* _Your instructions_: Write each line out again exactly as written.

* _Records to use_:
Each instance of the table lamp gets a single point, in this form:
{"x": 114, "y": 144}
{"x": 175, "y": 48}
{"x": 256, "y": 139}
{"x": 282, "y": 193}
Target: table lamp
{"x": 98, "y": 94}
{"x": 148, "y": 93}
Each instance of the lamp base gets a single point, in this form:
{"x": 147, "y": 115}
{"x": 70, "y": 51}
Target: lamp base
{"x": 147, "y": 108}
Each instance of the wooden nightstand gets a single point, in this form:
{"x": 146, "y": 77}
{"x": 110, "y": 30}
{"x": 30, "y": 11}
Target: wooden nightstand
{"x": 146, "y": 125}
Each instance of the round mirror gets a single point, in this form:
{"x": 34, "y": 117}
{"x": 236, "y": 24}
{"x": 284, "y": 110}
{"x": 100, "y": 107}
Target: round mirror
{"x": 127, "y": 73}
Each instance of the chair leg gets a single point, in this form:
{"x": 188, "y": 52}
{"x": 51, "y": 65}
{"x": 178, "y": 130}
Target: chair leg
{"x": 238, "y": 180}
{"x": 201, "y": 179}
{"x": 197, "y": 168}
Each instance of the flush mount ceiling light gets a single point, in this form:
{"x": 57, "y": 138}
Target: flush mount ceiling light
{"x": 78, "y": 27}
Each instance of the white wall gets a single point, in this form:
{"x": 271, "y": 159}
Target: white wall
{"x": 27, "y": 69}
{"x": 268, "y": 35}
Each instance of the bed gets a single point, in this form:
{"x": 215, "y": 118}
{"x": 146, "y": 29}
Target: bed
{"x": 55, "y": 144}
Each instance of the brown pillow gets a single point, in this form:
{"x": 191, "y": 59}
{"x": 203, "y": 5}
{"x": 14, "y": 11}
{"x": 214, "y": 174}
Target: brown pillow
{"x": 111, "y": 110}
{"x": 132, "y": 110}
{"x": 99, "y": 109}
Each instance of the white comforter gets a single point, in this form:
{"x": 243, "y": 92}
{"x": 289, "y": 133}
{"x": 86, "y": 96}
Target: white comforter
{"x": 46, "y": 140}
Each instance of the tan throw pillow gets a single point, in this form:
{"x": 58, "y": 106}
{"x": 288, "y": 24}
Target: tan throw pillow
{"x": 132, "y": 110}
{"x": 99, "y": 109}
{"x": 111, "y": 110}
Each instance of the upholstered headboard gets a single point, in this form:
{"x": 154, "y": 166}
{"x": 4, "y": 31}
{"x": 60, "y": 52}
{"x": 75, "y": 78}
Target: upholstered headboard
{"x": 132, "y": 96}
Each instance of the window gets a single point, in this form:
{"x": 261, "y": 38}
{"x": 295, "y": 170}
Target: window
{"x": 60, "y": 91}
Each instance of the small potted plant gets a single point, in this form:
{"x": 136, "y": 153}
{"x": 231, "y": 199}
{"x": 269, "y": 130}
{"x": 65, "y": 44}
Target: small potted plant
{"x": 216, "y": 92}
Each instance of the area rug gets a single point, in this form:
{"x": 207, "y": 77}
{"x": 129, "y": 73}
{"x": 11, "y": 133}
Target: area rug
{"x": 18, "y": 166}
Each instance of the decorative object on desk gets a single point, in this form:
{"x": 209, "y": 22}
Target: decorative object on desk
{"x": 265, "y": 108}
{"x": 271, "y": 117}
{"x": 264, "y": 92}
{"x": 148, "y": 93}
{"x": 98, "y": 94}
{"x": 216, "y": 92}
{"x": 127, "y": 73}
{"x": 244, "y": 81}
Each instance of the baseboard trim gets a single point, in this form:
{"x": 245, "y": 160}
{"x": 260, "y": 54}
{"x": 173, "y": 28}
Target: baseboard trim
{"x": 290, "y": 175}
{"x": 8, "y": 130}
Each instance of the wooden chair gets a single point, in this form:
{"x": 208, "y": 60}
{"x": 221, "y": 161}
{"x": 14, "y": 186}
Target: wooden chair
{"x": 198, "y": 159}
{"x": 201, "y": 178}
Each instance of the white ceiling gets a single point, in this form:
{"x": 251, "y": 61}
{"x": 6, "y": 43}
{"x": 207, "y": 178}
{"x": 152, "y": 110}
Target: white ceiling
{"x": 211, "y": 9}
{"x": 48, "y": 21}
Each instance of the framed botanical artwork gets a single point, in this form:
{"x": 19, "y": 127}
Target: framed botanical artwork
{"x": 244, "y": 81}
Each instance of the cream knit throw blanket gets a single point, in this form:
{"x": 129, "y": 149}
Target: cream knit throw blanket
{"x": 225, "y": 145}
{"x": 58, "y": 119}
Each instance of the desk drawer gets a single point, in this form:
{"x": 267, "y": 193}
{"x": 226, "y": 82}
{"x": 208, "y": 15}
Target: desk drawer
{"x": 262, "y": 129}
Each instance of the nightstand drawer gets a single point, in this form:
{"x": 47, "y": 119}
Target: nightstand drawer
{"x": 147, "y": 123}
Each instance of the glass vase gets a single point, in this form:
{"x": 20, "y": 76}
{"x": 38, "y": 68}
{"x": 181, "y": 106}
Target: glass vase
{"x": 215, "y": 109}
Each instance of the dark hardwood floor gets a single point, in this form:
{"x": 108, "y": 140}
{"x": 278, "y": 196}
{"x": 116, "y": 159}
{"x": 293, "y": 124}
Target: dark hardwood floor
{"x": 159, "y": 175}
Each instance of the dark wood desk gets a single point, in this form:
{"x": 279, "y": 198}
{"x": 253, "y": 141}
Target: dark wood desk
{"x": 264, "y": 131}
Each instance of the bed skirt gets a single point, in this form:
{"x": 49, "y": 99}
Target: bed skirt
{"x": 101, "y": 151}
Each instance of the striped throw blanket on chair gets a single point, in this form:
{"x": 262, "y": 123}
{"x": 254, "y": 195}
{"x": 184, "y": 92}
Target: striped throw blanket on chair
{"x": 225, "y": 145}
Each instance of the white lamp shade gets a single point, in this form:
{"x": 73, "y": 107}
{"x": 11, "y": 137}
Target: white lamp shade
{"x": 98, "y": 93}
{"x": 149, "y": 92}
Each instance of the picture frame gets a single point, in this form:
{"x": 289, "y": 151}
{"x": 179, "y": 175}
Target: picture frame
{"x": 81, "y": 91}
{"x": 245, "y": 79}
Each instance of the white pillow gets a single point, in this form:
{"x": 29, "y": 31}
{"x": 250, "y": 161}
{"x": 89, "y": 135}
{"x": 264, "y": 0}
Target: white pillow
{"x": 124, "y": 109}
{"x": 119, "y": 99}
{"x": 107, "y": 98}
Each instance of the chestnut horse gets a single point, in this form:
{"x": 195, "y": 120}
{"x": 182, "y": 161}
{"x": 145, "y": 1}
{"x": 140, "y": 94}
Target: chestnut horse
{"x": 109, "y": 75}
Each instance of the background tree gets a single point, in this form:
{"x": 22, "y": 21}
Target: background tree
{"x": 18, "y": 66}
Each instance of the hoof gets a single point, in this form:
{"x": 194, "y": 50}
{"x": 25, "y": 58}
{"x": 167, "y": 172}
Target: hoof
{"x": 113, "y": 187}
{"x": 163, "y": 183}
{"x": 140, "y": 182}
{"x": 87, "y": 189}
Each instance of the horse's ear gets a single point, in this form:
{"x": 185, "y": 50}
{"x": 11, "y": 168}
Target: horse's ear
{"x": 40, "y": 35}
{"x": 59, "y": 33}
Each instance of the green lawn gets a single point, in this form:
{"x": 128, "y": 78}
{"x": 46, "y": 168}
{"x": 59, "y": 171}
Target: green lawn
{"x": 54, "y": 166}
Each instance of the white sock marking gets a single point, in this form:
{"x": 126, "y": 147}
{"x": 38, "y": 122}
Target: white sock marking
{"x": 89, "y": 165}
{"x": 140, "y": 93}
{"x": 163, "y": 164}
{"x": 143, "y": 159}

* _Output for this exercise_:
Each instance of the table lamp gets a single point, in this form:
{"x": 114, "y": 144}
{"x": 175, "y": 48}
{"x": 256, "y": 139}
{"x": 282, "y": 193}
Target: table lamp
{"x": 98, "y": 94}
{"x": 148, "y": 93}
Each instance of the lamp base gets a single point, in this form:
{"x": 147, "y": 115}
{"x": 70, "y": 51}
Target: lamp base
{"x": 147, "y": 108}
Each instance of the wooden nightstand gets a single point, in this form:
{"x": 146, "y": 77}
{"x": 110, "y": 30}
{"x": 30, "y": 11}
Target: wooden nightstand
{"x": 146, "y": 125}
Each instance of the round mirror gets a single point, in this form:
{"x": 34, "y": 117}
{"x": 236, "y": 24}
{"x": 284, "y": 110}
{"x": 100, "y": 107}
Target: round mirror
{"x": 127, "y": 73}
Each instance of the chair leg gets a single point, in this form:
{"x": 188, "y": 52}
{"x": 51, "y": 65}
{"x": 178, "y": 130}
Target: chair leg
{"x": 238, "y": 180}
{"x": 201, "y": 179}
{"x": 197, "y": 168}
Each instance of the flush mount ceiling light gets a single point, in this form:
{"x": 57, "y": 138}
Target: flush mount ceiling light
{"x": 78, "y": 27}
Each instance of the white wall gets a single point, in this form:
{"x": 271, "y": 159}
Target: white wall
{"x": 27, "y": 69}
{"x": 268, "y": 35}
Each instance of the bed gets a single point, in this form:
{"x": 215, "y": 118}
{"x": 146, "y": 29}
Target: bed
{"x": 55, "y": 144}
Each instance of the brown pillow gets a single point, in this form:
{"x": 191, "y": 59}
{"x": 203, "y": 5}
{"x": 14, "y": 11}
{"x": 214, "y": 174}
Target: brown pillow
{"x": 111, "y": 110}
{"x": 132, "y": 110}
{"x": 99, "y": 109}
Each instance of the white comforter gets a single point, in this form:
{"x": 243, "y": 92}
{"x": 289, "y": 133}
{"x": 86, "y": 96}
Target: white comforter
{"x": 46, "y": 140}
Each instance of the tan throw pillow gets a single point, in this form:
{"x": 58, "y": 106}
{"x": 288, "y": 24}
Target: tan throw pillow
{"x": 132, "y": 110}
{"x": 99, "y": 109}
{"x": 111, "y": 110}
Each instance of the upholstered headboard gets a single point, in this form:
{"x": 154, "y": 166}
{"x": 4, "y": 31}
{"x": 60, "y": 52}
{"x": 75, "y": 78}
Target: upholstered headboard
{"x": 132, "y": 96}
Each instance of the window gets a single point, in this form:
{"x": 261, "y": 38}
{"x": 295, "y": 170}
Target: window
{"x": 60, "y": 91}
Each instance of the small potted plant gets a single point, in this form:
{"x": 136, "y": 153}
{"x": 231, "y": 199}
{"x": 269, "y": 130}
{"x": 65, "y": 44}
Target: small potted plant
{"x": 216, "y": 92}
Each instance of the area rug gets a single point, in this form:
{"x": 207, "y": 77}
{"x": 129, "y": 73}
{"x": 11, "y": 133}
Target: area rug
{"x": 18, "y": 166}
Each instance of the decorative object on desk gets a single point, in this form:
{"x": 209, "y": 22}
Target: decorative object on desk
{"x": 265, "y": 108}
{"x": 271, "y": 117}
{"x": 264, "y": 92}
{"x": 148, "y": 93}
{"x": 98, "y": 94}
{"x": 216, "y": 92}
{"x": 127, "y": 73}
{"x": 244, "y": 81}
Each instance of the baseboard trim gets a single point, in this form:
{"x": 245, "y": 160}
{"x": 260, "y": 54}
{"x": 173, "y": 28}
Target: baseboard trim
{"x": 290, "y": 175}
{"x": 8, "y": 130}
Each instance of the wooden chair gets a single point, in this form:
{"x": 208, "y": 60}
{"x": 221, "y": 161}
{"x": 14, "y": 186}
Target: wooden chair
{"x": 198, "y": 159}
{"x": 201, "y": 178}
Each instance of the white ceiling gets a single point, in this form:
{"x": 251, "y": 61}
{"x": 6, "y": 43}
{"x": 207, "y": 178}
{"x": 152, "y": 110}
Target: white ceiling
{"x": 211, "y": 9}
{"x": 48, "y": 21}
Each instance of the framed botanical artwork gets a single point, in this form:
{"x": 19, "y": 127}
Target: framed botanical artwork
{"x": 244, "y": 81}
Each instance of the cream knit throw blanket gets a single point, in this form:
{"x": 129, "y": 149}
Target: cream knit throw blanket
{"x": 225, "y": 145}
{"x": 58, "y": 119}
Each instance of the desk drawer gets a single point, in this form:
{"x": 267, "y": 193}
{"x": 226, "y": 82}
{"x": 208, "y": 15}
Target: desk drawer
{"x": 262, "y": 129}
Each instance of the nightstand drawer gets a single point, in this form:
{"x": 47, "y": 119}
Target: nightstand drawer
{"x": 147, "y": 123}
Each instance of the glass vase gets a single point, in this form:
{"x": 20, "y": 76}
{"x": 38, "y": 68}
{"x": 181, "y": 106}
Target: glass vase
{"x": 215, "y": 109}
Each instance of the dark hardwood floor gets a single point, in this form:
{"x": 108, "y": 140}
{"x": 278, "y": 196}
{"x": 116, "y": 159}
{"x": 293, "y": 124}
Target: dark hardwood floor
{"x": 159, "y": 175}
Each instance of the dark wood desk gets a single point, in this form:
{"x": 279, "y": 198}
{"x": 253, "y": 141}
Target: dark wood desk
{"x": 264, "y": 131}
Each instance of the bed skirt gets a single point, in this form:
{"x": 49, "y": 99}
Target: bed skirt
{"x": 101, "y": 151}
Each instance of the striped throw blanket on chair gets a single point, in this form:
{"x": 262, "y": 123}
{"x": 254, "y": 195}
{"x": 184, "y": 92}
Target: striped throw blanket on chair
{"x": 225, "y": 145}
Each instance of the white lamp shade gets a single point, in this form:
{"x": 73, "y": 107}
{"x": 11, "y": 137}
Target: white lamp shade
{"x": 98, "y": 93}
{"x": 149, "y": 92}
Each instance of the picture frame gets a single point, in this form:
{"x": 289, "y": 151}
{"x": 179, "y": 175}
Target: picture frame
{"x": 81, "y": 91}
{"x": 245, "y": 79}
Each instance of the white pillow gets a single point, in this form:
{"x": 29, "y": 31}
{"x": 250, "y": 161}
{"x": 89, "y": 135}
{"x": 264, "y": 0}
Target: white pillow
{"x": 124, "y": 109}
{"x": 119, "y": 99}
{"x": 107, "y": 98}
Each instance of the chestnut horse gets a single point, in this form:
{"x": 195, "y": 120}
{"x": 182, "y": 161}
{"x": 145, "y": 1}
{"x": 140, "y": 94}
Target: chestnut horse
{"x": 109, "y": 75}
Each instance of the background tree gets a single point, in this form:
{"x": 22, "y": 21}
Target: background tree
{"x": 18, "y": 66}
Each instance of the hoof gets a single point, in this form:
{"x": 194, "y": 50}
{"x": 25, "y": 58}
{"x": 167, "y": 172}
Target: hoof
{"x": 113, "y": 187}
{"x": 163, "y": 183}
{"x": 140, "y": 182}
{"x": 87, "y": 189}
Each instance of the horse's ear gets a single point, in this form:
{"x": 185, "y": 50}
{"x": 11, "y": 168}
Target: horse's ear
{"x": 40, "y": 35}
{"x": 59, "y": 33}
Each instance of the green lawn gets a single point, in this form:
{"x": 128, "y": 78}
{"x": 46, "y": 168}
{"x": 59, "y": 171}
Target: green lawn
{"x": 54, "y": 166}
Each instance of the white sock marking gets a single point, in this form:
{"x": 126, "y": 147}
{"x": 38, "y": 122}
Target: white sock marking
{"x": 89, "y": 165}
{"x": 140, "y": 93}
{"x": 163, "y": 164}
{"x": 143, "y": 159}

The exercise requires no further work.